[Tarefa a]: Atualize o trecho do artigo sobre o sistema tributário de "Tributos, reforma ou" a "distribuição de responsabilidades.", trocando "quatro dias" por "cinco dias".

[Artigo]:

Tributos, reforma ou revolução?

Os principais candidatos à Presidência prometem reformar o sistema tributário, em alguns casos, de forma radical. Será que o sistema tributário brasileiro é mesmo tão ruim?
Nem tanto, a se julgar pelas discussões em que ele esteve envolvido, semana passada, na 2ª Conferência Internacional sobre Federalismo, em St. Gallen, na Suíça (a primeira conferência foi em 99, no Canadá). O encontro reuniu 600 participantes de 58 países, entre políticos, acadêmicos, ONGs, jornalistas e estudantes. Foi aberto por um personagem que Ciro Gomes disse inexistir, o presidente suíço, Kaspar Villiger, e teve a participação de vários presidentes e primeiros-ministros. Foram três temas em quatro dias de debates: o federalismo e as relações exteriores; o federalismo e o manejo de conflitos em sociedades multiculturais; e o federalismo fiscal e a distribuição de responsabilidades.
O federalismo, como forma de governo que reúne entes subnacionais (Estados, Cantões, províncias, países etc.), com graus importantes de autonomia, existe há 200 anos. Sua importância, contudo, é crescente. Hoje, 25 países, onde vivem 40% da população mundial, são federações. Entre os ricos estão Estados Unidos, Alemanha, Canadá, Bélgica, Itália, Austrália e, em certos aspectos, a União Européia. Brasil, Índia, México, Argentina e África do Sul são federações entre os emergentes.

[Tarefa b]: Digite de novo, sem mudar nada, os registros da linha com "what: table with red cloth" até a linha com "(70, 50), (107, 79)", incluindo as duas. Deixe as imagens fora da resposta.

Registros de uma coleta de dados:
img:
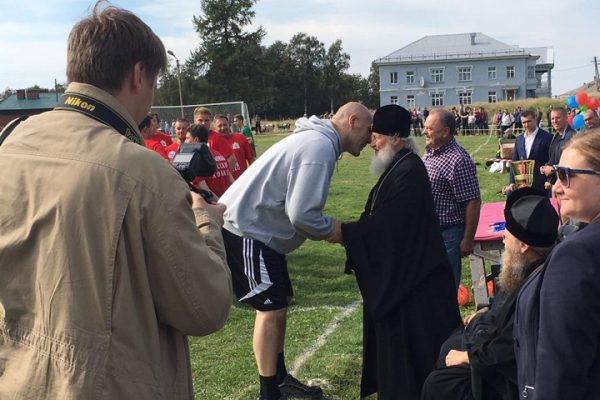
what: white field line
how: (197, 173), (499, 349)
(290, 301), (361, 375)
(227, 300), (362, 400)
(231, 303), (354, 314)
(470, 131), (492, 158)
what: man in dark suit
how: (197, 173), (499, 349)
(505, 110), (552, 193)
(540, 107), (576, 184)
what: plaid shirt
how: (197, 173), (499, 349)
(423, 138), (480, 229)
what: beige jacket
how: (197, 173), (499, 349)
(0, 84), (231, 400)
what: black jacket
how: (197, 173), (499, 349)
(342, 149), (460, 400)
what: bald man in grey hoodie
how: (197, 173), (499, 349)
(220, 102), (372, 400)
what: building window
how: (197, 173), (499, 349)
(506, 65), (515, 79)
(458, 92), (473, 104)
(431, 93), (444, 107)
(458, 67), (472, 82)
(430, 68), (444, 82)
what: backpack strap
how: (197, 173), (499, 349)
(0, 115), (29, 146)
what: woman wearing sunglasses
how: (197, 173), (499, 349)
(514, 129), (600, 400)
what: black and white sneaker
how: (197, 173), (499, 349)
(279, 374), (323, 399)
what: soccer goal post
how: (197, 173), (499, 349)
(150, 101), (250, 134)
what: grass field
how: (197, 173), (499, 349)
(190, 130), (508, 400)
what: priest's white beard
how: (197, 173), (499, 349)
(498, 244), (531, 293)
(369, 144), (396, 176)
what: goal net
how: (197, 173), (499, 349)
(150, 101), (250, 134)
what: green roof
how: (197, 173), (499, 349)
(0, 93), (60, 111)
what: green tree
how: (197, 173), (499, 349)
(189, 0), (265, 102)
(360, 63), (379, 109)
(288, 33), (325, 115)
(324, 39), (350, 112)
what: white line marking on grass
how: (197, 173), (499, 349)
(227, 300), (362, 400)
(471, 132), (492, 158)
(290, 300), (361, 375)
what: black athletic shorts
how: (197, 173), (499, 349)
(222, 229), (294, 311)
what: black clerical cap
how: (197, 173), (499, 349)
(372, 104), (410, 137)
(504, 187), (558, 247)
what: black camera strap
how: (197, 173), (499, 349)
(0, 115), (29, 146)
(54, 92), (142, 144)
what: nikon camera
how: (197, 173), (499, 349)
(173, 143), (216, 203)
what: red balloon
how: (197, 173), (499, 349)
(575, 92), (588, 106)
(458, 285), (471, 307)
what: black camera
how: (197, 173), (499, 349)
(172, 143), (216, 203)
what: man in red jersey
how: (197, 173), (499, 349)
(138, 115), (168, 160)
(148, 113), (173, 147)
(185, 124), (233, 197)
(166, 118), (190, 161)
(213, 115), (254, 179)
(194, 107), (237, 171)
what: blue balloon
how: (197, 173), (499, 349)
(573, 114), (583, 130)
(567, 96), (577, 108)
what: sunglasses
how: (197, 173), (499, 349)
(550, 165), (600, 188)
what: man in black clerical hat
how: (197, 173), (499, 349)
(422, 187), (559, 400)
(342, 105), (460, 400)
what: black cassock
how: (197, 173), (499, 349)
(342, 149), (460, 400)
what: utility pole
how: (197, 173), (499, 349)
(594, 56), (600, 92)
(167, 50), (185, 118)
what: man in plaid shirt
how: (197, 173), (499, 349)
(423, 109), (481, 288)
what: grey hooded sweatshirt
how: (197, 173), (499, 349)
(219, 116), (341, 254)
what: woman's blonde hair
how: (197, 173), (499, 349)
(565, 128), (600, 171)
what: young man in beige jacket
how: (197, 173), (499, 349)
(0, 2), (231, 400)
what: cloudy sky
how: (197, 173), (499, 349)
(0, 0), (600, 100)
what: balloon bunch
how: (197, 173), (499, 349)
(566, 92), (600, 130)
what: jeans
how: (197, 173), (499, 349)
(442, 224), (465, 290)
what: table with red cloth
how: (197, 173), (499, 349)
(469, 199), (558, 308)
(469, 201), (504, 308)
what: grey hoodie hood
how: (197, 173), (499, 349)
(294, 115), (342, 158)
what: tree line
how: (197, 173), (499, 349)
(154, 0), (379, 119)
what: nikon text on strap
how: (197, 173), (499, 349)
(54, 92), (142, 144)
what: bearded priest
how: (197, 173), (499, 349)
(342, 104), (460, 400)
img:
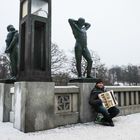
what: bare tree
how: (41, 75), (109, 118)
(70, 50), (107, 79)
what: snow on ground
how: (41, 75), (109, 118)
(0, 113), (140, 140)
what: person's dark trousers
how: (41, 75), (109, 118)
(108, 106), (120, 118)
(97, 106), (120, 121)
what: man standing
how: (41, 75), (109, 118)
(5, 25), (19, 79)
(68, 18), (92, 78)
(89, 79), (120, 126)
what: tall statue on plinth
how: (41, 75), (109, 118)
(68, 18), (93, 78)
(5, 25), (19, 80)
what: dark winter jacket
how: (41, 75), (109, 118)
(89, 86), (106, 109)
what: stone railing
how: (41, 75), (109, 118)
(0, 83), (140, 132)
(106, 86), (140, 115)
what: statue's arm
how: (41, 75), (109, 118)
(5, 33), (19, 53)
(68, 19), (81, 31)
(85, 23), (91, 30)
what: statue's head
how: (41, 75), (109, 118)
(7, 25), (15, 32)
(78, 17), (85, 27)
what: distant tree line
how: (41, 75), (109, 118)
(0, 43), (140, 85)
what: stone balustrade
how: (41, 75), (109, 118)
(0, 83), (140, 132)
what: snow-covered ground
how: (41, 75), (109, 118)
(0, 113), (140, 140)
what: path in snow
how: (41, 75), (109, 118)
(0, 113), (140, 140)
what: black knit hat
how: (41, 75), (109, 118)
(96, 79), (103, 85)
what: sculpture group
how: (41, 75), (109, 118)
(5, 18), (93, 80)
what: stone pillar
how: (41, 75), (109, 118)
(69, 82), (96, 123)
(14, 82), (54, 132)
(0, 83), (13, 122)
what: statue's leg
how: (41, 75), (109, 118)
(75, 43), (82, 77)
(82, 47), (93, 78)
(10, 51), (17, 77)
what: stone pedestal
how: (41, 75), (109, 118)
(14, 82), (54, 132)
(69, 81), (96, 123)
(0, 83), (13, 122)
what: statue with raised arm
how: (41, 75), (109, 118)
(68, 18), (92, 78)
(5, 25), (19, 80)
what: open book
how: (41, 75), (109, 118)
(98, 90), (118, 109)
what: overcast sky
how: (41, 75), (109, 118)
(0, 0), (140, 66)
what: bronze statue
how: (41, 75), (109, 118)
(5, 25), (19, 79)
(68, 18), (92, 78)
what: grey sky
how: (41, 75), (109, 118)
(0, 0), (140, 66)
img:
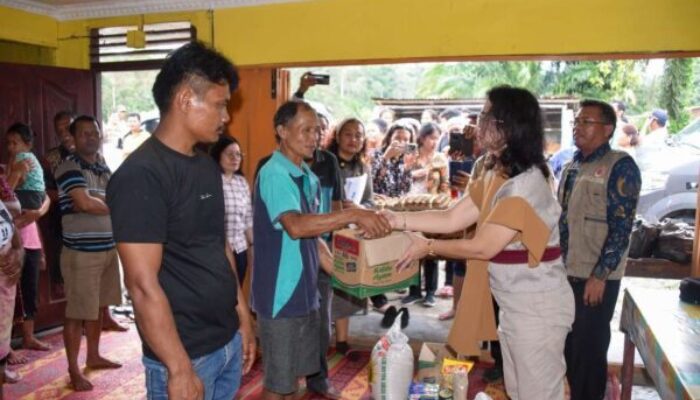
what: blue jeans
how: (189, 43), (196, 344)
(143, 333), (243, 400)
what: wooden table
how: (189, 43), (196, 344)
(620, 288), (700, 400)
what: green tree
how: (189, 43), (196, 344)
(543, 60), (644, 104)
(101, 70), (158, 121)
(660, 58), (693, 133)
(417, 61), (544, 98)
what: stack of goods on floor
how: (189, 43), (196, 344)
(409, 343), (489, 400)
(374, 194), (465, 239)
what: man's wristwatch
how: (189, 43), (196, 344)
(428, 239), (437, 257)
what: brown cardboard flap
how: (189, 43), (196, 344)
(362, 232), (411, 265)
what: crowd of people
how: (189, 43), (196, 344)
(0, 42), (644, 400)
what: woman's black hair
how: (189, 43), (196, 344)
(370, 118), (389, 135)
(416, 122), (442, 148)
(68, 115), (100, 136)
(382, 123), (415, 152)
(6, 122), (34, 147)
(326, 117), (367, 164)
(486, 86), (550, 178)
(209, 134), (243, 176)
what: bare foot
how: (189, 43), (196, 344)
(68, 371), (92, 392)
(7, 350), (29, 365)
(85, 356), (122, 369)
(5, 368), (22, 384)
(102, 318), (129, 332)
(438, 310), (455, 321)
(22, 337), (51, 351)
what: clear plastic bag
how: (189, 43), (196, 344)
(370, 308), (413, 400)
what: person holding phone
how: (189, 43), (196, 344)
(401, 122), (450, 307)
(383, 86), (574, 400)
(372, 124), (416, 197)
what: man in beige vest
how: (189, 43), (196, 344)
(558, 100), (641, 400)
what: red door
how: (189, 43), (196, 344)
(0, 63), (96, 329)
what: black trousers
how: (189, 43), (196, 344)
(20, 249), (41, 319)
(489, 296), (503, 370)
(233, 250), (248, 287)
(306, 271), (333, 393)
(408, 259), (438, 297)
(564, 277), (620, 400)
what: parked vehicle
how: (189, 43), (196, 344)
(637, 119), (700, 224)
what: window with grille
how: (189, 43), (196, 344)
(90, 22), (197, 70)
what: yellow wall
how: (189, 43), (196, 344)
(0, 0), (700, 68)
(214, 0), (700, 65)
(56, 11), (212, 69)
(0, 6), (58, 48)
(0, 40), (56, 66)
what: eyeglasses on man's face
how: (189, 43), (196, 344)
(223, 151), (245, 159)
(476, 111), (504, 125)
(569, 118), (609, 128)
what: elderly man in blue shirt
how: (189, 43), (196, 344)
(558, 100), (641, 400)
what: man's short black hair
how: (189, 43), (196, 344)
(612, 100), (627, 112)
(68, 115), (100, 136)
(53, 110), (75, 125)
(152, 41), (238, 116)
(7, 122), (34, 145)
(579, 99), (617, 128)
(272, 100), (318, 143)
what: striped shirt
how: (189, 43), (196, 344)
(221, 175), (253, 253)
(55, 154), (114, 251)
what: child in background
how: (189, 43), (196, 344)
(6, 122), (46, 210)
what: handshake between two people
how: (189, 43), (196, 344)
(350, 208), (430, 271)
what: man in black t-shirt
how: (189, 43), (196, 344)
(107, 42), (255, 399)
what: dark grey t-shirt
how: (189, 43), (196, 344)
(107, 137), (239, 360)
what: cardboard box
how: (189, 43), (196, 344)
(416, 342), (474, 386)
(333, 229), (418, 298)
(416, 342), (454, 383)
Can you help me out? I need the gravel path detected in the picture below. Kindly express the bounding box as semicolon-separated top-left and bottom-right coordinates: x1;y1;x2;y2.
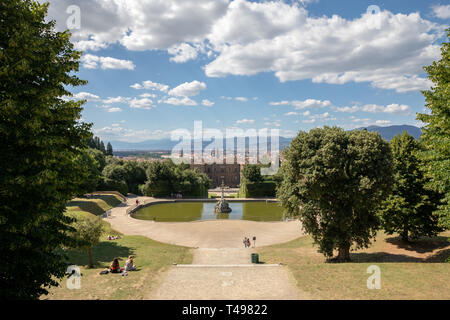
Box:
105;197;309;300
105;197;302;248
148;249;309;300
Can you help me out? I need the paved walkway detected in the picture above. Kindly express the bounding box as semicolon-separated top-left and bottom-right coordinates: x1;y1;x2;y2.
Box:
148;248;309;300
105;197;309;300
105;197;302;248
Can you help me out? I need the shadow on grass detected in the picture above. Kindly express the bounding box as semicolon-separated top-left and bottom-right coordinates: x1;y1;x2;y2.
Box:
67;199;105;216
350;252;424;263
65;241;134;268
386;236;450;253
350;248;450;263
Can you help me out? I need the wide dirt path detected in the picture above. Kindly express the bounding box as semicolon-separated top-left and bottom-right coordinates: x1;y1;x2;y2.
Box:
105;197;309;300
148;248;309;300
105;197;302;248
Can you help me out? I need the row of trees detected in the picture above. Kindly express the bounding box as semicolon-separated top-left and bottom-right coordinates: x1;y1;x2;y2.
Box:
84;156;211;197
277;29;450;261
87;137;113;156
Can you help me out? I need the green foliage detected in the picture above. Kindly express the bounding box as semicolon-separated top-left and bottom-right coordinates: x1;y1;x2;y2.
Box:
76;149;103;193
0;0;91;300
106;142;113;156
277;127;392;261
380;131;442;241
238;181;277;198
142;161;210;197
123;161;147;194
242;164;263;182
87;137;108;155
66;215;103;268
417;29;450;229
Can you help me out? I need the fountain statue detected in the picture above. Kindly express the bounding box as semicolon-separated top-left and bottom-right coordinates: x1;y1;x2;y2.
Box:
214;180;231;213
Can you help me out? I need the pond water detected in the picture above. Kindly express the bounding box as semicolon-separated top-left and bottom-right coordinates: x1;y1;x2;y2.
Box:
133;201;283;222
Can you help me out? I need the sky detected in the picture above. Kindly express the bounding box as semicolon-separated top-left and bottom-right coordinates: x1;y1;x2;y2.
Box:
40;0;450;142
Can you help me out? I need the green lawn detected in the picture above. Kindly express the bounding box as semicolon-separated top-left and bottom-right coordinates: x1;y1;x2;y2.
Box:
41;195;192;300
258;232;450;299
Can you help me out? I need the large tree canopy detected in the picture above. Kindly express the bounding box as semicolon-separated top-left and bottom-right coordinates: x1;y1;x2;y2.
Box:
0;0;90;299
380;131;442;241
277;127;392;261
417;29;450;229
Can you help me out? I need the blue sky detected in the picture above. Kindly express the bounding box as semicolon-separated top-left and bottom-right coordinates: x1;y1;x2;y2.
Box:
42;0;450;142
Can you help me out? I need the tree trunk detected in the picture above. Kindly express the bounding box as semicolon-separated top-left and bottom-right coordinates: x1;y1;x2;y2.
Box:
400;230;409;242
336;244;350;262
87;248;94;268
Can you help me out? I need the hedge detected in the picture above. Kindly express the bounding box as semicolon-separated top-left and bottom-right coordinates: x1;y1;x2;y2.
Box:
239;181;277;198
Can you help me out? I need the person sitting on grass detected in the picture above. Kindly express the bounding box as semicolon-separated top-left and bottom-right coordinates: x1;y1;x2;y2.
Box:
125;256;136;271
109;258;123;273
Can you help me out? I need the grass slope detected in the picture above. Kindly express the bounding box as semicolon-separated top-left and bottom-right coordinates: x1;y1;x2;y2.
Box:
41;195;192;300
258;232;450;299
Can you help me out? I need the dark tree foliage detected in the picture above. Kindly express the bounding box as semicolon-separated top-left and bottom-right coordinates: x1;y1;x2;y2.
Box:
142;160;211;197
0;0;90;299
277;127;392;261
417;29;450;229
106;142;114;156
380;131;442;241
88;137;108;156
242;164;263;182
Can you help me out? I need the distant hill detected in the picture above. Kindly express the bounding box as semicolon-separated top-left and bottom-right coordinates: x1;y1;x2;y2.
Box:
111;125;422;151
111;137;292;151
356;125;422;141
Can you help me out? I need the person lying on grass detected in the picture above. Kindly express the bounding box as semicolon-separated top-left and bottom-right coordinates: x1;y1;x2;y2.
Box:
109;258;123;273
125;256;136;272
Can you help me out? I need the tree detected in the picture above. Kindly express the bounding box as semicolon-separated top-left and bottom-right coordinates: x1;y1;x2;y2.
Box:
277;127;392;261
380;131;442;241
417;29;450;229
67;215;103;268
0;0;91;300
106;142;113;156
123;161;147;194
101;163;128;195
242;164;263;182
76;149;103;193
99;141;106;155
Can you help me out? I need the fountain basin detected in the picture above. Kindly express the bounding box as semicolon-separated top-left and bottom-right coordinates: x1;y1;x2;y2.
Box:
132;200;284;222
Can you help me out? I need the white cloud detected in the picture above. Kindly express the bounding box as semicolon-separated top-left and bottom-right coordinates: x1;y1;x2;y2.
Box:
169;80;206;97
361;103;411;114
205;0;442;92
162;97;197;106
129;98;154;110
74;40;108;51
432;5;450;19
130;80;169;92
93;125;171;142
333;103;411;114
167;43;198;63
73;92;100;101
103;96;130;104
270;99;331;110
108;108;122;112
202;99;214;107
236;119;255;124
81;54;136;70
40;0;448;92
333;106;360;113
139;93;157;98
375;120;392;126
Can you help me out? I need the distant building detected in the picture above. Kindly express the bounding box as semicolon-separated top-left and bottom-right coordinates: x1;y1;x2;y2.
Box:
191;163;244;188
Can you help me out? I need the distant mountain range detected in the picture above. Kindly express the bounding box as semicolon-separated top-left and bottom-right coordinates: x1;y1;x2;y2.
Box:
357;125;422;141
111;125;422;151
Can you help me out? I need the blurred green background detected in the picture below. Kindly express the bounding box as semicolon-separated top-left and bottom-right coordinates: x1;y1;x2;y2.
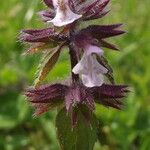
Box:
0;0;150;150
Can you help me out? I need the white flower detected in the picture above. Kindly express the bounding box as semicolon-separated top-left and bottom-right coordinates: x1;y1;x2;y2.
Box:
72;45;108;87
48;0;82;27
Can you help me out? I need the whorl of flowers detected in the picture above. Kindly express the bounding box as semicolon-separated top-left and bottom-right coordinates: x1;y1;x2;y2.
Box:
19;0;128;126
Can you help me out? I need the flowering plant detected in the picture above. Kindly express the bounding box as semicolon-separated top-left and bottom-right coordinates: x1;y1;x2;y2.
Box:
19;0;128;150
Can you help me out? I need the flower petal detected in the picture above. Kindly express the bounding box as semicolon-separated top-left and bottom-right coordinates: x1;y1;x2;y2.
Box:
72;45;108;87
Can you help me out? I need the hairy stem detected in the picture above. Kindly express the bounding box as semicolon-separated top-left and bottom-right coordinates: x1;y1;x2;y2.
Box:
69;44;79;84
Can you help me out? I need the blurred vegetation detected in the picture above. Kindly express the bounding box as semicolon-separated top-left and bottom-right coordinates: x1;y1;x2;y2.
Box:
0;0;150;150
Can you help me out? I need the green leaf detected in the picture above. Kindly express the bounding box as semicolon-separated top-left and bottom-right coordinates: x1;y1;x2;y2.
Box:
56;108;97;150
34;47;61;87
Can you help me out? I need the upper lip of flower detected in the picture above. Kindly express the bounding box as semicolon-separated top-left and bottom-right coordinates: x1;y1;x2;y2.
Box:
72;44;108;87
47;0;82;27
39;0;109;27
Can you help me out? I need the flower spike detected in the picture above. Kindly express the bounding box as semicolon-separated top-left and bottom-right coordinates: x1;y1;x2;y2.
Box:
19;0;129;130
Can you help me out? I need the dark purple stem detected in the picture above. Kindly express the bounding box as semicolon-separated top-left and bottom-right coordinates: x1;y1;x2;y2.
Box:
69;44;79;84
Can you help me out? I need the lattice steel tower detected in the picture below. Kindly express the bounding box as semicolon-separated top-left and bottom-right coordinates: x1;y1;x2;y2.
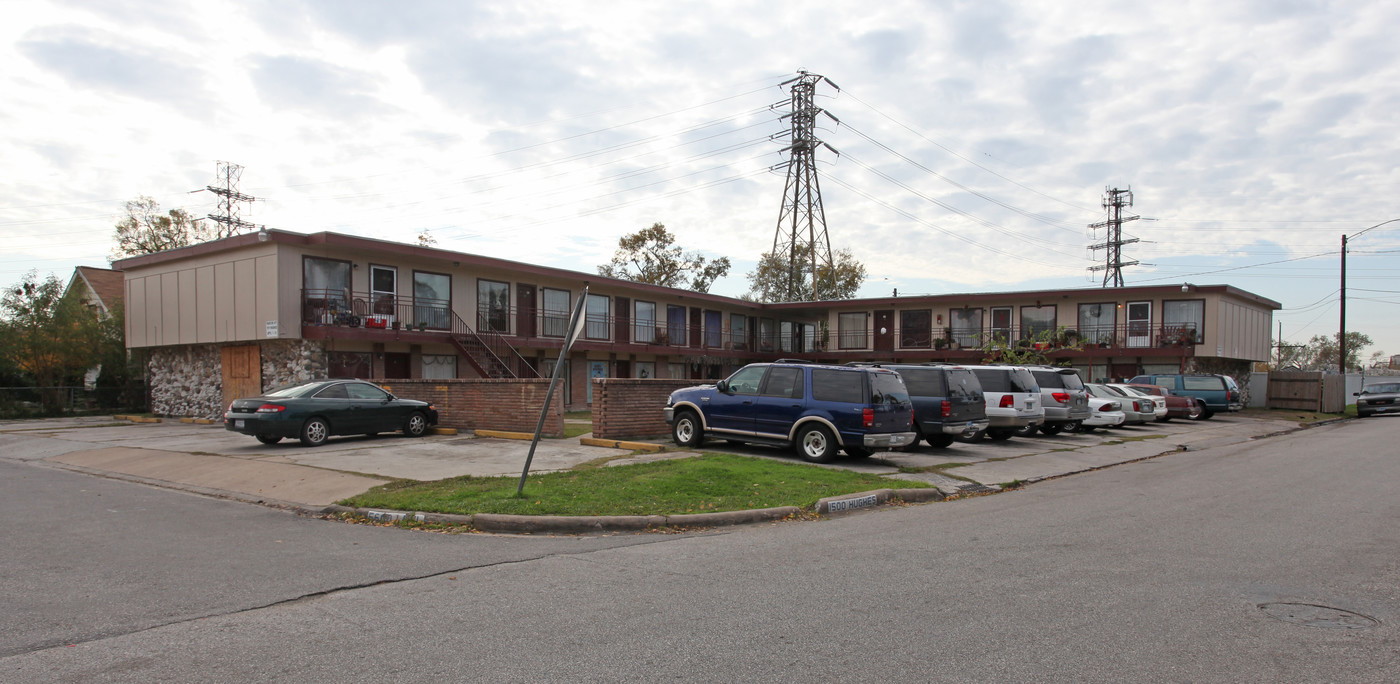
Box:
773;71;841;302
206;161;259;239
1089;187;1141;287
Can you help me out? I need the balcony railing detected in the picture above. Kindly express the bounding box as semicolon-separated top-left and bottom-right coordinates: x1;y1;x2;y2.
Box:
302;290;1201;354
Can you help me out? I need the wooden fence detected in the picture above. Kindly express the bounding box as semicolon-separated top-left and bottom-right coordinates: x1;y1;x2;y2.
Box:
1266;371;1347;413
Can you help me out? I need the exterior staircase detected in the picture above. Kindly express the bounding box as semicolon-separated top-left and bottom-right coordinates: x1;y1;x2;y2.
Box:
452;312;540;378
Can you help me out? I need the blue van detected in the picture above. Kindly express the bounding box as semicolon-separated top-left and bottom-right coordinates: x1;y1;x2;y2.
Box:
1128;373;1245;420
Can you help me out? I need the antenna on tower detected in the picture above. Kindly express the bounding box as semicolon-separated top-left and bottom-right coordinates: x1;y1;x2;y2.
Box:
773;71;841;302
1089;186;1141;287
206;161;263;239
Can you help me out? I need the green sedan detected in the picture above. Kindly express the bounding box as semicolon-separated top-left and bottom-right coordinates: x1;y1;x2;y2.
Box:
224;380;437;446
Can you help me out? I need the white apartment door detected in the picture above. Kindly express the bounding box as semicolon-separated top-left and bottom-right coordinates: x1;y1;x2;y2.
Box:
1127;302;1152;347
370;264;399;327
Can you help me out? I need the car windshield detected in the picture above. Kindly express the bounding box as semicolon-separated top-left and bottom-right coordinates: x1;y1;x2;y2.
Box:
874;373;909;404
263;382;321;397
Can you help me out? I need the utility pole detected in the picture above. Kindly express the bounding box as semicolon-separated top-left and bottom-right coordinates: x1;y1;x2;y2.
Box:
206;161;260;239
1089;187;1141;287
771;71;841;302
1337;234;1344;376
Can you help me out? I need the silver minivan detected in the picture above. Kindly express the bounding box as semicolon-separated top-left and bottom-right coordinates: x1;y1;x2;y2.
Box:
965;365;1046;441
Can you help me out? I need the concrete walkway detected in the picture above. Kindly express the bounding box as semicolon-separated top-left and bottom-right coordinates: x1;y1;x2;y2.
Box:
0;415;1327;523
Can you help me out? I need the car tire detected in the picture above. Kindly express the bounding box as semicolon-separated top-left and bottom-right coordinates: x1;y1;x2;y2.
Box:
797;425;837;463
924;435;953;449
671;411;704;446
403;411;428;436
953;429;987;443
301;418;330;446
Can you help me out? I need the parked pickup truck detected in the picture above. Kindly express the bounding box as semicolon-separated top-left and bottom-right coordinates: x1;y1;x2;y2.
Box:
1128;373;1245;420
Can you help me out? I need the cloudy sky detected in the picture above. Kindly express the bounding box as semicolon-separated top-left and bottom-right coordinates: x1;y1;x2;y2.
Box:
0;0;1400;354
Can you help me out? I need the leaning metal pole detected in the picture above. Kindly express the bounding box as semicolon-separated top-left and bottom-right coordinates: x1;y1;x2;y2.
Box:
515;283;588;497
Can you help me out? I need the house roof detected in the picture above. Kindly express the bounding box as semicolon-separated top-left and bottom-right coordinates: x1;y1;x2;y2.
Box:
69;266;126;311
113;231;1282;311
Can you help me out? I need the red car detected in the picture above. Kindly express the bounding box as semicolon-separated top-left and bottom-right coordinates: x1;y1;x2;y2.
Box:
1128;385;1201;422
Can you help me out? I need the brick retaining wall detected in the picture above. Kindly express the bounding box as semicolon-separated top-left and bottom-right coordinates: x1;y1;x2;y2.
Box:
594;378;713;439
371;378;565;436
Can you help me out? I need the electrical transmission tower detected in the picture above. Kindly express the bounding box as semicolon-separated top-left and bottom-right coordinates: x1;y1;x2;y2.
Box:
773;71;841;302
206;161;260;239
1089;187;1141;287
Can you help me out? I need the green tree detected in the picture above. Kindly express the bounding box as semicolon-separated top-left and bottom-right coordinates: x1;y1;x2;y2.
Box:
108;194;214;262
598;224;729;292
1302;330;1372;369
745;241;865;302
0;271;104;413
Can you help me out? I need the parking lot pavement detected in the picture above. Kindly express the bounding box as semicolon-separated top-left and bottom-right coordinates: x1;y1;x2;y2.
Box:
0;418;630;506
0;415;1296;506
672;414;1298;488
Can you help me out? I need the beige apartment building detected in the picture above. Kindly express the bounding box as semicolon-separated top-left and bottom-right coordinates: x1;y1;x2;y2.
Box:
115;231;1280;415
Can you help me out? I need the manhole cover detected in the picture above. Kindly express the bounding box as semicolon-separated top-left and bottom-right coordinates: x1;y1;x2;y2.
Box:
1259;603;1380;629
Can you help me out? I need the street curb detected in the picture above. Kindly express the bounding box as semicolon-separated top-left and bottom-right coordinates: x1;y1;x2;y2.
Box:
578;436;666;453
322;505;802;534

[Resolução comentada a]:
Tributos, reforma ou revolução?

Os principais candidatos à Presidência prometem reformar o sistema tributário, em alguns casos, de forma radical. Será que o sistema tributário brasileiro é mesmo tão ruim?
Nem tanto, a se julgar pelas discussões em que ele esteve envolvido, semana passada, na 2ª Conferência Internacional sobre Federalismo, em St. Gallen, na Suíça (a primeira conferência foi em 99, no Canadá). O encontro reuniu 600 participantes de 58 países, entre políticos, acadêmicos, ONGs, jornalistas e estudantes. Foi aberto por um personagem que Ciro Gomes disse inexistir, o presidente suíço, Kaspar Villiger, e teve a participação de vários presidentes e primeiros-ministros. Foram três temas em cinco dias de debates: o federalismo e as relações exteriores; o federalismo e o manejo de conflitos em sociedades multiculturais; e o federalismo fiscal e a distribuição de responsabilidades.

[Resolução comentada b]:
what: table with red cloth
how: (197, 173), (499, 349)
(469, 199), (558, 308)
(469, 201), (504, 308)
what: grey hoodie hood
how: (197, 173), (499, 349)
(294, 115), (342, 158)
what: tree line
how: (197, 173), (499, 349)
(154, 0), (379, 119)
what: nikon text on strap
how: (197, 173), (499, 349)
(54, 92), (142, 144)
what: bearded priest
how: (197, 173), (499, 349)
(342, 104), (460, 400)
img:
what: bare tree
how: (41, 75), (109, 118)
(70, 50), (107, 79)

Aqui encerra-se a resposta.